## EXCERPTED DATA:
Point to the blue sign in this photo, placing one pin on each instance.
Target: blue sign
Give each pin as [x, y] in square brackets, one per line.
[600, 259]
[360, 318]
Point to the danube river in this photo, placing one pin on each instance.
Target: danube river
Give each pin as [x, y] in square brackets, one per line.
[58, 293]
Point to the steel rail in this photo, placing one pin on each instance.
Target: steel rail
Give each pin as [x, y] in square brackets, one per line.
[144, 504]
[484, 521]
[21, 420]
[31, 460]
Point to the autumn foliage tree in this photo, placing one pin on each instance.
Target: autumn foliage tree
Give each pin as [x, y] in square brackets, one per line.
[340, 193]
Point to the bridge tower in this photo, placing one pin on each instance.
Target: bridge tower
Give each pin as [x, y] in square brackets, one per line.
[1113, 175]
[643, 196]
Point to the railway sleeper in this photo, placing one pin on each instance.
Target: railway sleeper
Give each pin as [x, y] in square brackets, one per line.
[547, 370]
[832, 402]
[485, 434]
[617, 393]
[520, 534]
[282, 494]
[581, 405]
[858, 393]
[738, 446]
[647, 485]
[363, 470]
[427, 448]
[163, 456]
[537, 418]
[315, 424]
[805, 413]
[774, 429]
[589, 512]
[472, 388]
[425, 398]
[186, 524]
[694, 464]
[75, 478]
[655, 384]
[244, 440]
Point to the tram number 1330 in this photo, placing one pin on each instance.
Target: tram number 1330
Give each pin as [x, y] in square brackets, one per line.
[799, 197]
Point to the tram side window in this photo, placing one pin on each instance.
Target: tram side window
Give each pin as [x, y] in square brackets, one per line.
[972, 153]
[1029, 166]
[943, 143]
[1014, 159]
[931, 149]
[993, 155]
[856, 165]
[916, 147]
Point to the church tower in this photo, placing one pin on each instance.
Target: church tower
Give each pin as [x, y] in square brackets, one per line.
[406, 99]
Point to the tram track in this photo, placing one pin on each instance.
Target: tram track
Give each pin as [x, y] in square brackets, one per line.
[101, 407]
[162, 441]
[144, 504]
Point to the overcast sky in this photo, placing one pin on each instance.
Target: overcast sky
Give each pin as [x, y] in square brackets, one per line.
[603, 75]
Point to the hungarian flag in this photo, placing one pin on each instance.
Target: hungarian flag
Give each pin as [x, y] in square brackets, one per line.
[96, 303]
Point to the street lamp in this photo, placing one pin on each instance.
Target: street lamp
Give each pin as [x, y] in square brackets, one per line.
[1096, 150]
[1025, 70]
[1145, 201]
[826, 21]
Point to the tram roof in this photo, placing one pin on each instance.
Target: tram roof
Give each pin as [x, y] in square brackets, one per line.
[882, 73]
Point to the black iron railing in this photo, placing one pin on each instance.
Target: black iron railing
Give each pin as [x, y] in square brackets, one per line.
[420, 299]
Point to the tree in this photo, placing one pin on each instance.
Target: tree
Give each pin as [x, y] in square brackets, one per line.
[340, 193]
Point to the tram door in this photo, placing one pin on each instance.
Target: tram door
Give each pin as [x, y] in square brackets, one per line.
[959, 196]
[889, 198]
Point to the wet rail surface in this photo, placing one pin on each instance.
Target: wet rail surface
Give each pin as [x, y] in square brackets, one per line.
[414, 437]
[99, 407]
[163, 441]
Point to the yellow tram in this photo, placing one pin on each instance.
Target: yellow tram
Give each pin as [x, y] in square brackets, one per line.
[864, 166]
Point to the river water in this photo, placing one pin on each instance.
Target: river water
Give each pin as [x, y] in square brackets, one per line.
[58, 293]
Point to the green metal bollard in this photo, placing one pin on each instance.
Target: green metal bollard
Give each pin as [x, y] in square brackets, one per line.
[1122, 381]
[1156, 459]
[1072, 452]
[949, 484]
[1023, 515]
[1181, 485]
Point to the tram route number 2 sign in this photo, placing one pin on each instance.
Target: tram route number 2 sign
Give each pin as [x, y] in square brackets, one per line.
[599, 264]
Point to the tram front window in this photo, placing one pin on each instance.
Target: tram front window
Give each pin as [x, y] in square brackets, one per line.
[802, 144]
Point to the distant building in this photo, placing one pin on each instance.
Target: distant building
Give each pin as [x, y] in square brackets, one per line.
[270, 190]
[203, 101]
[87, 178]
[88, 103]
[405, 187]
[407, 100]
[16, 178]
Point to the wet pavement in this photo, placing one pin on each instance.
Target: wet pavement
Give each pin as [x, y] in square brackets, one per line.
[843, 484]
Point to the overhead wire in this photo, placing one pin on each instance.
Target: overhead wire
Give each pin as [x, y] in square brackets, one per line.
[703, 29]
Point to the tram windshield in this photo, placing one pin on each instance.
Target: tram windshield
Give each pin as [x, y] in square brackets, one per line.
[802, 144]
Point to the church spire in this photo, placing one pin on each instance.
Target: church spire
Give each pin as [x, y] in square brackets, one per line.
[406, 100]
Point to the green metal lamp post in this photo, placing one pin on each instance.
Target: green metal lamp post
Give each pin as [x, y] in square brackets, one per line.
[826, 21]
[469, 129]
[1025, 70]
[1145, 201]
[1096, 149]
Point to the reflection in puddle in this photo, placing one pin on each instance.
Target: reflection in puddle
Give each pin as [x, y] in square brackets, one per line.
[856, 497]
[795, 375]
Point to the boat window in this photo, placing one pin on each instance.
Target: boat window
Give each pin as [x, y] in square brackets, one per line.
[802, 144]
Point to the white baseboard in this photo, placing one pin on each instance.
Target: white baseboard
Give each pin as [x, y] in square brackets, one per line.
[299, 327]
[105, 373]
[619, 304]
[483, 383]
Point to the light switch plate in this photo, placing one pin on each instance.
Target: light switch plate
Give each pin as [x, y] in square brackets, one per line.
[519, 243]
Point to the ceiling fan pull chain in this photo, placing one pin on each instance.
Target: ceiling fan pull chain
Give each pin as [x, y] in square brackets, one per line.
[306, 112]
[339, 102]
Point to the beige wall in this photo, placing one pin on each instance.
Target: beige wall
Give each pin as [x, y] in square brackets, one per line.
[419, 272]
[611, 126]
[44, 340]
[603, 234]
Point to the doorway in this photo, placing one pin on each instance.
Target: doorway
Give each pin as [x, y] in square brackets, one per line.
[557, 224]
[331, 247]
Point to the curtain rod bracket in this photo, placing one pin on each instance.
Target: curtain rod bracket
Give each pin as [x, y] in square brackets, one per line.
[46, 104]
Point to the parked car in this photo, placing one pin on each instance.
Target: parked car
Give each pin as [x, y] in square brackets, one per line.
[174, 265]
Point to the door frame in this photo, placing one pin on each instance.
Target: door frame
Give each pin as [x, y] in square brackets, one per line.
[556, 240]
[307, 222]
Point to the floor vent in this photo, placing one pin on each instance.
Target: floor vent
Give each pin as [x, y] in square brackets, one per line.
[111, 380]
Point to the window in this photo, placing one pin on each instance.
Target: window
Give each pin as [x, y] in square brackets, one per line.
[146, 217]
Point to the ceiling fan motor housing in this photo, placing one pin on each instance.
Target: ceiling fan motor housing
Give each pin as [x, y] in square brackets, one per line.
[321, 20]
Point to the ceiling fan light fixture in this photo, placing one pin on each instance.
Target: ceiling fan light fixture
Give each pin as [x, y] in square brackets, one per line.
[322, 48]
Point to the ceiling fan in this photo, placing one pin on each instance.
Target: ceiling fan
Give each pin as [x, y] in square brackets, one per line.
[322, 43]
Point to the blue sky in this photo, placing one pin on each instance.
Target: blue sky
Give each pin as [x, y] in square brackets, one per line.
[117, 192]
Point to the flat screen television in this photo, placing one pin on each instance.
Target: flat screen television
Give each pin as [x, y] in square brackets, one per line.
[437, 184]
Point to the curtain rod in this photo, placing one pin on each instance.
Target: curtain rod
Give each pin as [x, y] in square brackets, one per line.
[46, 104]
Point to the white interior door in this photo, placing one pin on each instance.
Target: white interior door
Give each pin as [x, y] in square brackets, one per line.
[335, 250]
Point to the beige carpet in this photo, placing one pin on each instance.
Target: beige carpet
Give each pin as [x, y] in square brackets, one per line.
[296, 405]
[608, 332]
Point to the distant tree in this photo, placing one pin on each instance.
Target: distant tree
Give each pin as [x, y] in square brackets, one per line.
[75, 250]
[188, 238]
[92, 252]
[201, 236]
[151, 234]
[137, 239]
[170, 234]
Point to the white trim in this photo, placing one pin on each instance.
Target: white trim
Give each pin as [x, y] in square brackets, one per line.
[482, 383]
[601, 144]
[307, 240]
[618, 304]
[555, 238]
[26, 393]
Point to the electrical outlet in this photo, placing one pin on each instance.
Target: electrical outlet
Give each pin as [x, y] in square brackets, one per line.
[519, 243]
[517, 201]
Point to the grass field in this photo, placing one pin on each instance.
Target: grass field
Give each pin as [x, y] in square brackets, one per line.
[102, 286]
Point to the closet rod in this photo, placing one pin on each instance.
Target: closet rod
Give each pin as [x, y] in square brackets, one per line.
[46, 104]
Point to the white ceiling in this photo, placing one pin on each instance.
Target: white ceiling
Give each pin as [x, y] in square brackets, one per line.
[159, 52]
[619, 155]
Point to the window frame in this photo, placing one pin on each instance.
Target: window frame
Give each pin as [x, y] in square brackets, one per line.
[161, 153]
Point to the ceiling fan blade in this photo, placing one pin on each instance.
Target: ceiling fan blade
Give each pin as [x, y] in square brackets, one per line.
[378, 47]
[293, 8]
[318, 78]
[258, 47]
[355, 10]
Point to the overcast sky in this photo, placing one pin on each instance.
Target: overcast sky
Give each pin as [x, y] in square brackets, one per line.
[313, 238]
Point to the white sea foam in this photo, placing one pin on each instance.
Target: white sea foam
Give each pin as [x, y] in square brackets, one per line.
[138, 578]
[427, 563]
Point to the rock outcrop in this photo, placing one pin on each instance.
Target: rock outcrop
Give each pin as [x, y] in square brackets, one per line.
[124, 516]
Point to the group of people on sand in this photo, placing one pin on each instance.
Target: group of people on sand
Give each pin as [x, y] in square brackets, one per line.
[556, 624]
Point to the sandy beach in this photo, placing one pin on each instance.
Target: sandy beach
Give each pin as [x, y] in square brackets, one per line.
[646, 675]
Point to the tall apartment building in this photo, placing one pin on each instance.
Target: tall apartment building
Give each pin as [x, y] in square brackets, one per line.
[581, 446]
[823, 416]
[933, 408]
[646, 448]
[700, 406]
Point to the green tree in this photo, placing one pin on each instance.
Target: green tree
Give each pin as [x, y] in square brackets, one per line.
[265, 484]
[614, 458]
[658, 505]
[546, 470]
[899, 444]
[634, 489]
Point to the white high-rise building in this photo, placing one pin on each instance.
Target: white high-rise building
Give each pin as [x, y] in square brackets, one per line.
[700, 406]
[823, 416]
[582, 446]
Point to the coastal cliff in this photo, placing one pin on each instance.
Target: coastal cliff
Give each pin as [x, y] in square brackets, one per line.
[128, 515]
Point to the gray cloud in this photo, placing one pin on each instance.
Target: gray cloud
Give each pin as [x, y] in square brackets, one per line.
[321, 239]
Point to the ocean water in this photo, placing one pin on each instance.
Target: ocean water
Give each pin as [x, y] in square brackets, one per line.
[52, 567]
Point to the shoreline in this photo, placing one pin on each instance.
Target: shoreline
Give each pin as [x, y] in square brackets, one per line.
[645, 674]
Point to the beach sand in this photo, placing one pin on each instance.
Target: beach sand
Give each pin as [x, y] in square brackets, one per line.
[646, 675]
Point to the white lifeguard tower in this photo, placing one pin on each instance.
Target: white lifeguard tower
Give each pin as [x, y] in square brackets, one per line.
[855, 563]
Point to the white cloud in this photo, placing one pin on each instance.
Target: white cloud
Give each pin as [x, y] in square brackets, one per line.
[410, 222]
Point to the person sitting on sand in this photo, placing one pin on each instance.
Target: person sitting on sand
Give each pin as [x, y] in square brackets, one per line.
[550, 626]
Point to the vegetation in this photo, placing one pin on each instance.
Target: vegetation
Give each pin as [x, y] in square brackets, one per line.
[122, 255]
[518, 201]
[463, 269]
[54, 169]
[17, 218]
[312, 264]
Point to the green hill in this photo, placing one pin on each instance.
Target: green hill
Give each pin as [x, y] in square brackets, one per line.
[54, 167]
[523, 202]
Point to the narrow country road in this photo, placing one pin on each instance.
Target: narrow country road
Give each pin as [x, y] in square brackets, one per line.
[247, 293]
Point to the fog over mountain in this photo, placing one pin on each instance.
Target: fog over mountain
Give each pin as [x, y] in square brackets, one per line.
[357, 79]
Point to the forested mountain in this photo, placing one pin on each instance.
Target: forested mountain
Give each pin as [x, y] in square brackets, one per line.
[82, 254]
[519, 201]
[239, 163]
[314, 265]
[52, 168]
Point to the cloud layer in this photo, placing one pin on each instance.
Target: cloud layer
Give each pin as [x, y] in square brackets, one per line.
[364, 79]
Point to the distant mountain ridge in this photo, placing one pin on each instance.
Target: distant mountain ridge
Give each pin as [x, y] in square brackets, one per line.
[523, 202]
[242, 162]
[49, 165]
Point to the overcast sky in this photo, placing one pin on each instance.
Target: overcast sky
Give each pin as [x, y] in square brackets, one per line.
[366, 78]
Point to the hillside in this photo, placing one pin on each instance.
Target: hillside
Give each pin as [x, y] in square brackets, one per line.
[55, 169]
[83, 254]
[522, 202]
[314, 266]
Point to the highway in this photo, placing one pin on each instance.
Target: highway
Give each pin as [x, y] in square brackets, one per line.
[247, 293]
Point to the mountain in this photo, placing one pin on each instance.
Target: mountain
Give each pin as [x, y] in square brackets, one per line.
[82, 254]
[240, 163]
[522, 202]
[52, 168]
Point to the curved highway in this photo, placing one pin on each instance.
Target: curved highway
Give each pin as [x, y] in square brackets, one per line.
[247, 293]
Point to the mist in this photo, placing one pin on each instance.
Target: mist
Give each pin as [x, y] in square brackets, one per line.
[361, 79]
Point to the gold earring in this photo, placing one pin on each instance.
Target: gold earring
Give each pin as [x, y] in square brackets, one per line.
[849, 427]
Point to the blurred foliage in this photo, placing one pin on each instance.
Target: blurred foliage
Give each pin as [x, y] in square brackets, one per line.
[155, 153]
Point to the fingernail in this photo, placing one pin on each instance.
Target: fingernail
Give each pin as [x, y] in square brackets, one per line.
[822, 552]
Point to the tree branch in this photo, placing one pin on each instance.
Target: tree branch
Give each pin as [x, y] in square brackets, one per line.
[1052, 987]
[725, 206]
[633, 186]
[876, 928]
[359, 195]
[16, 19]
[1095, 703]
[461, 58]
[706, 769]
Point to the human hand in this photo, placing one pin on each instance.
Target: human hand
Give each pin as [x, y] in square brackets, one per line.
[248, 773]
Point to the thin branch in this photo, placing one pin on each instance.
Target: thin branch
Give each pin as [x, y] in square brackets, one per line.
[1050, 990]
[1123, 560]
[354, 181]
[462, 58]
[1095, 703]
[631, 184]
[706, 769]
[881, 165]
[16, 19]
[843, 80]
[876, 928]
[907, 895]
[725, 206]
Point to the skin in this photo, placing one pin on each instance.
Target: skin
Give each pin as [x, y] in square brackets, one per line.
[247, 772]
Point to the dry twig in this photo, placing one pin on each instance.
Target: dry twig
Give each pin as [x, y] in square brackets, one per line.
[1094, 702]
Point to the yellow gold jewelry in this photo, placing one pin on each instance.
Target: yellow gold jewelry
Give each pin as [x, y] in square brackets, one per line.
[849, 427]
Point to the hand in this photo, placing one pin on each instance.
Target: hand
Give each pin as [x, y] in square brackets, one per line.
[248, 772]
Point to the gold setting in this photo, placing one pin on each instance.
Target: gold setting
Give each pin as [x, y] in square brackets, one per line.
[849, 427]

## WRITTEN TASK:
Only the lines from the one containing "Point to the mist" to the end of the listing belong in the output, each reproduced exactly.

## REPLY:
Point to the mist in this photo, placing one pin on each instance.
Target: mist
Give each pin as [x, y] in square brackets, one per line.
[361, 79]
Point to the gold earring in this photo, placing one pin on each instance.
Target: gold earring
Give each pin as [x, y] in square brackets, one per line.
[849, 427]
Point to the blurred foliage in this photo, placing one pin on each instance.
Target: blurred foliage
Give each pin as [x, y] in square brackets, one per line.
[155, 153]
Point to the fingernail in this photo, placing one pin on each instance.
Target: fingernail
Give each pin as [x, y] in square brackets, one per line.
[822, 552]
Point to the tree branch in this photo, placing one pin on each instance.
Target: tree branch
Give each pin as [x, y] in square brackets, one per line.
[1052, 987]
[725, 206]
[633, 186]
[876, 928]
[359, 195]
[16, 19]
[1095, 703]
[461, 58]
[706, 769]
Point to the human hand in this photo, placing one pin on each instance.
Target: human hand
Give each pin as [x, y] in square brackets, one per line.
[248, 773]
Point to the thin branch in this photo, placing one pin on each instance.
Target: thin branch
Give each pin as [x, y] in square brackets, one per line.
[1050, 990]
[1123, 560]
[354, 181]
[462, 58]
[1095, 703]
[631, 184]
[706, 769]
[881, 165]
[16, 19]
[843, 80]
[876, 928]
[907, 895]
[725, 206]
Point to the skin in this photo, placing one pin on each instance.
Target: skin
Give each pin as [x, y] in square brackets, one per line.
[247, 772]
Point to the dry twig in this photo, placing one pin on each instance.
Target: dry twig
Give each pin as [x, y] in square brackets, one per line.
[1094, 702]
Point to the yellow gold jewelry in this photo, placing one pin on each instance.
Target: yellow gold jewelry
Give each pin as [x, y] in square brackets, one per line.
[849, 427]
Point to the hand in this photo, placing one pin on each instance.
Target: hand
Give each pin as [x, y] in square brackets, one per line.
[248, 772]
Point to the gold setting in this photo, placing one pin on each instance.
Target: gold setting
Give each pin as [x, y] in square brackets, one per line.
[849, 427]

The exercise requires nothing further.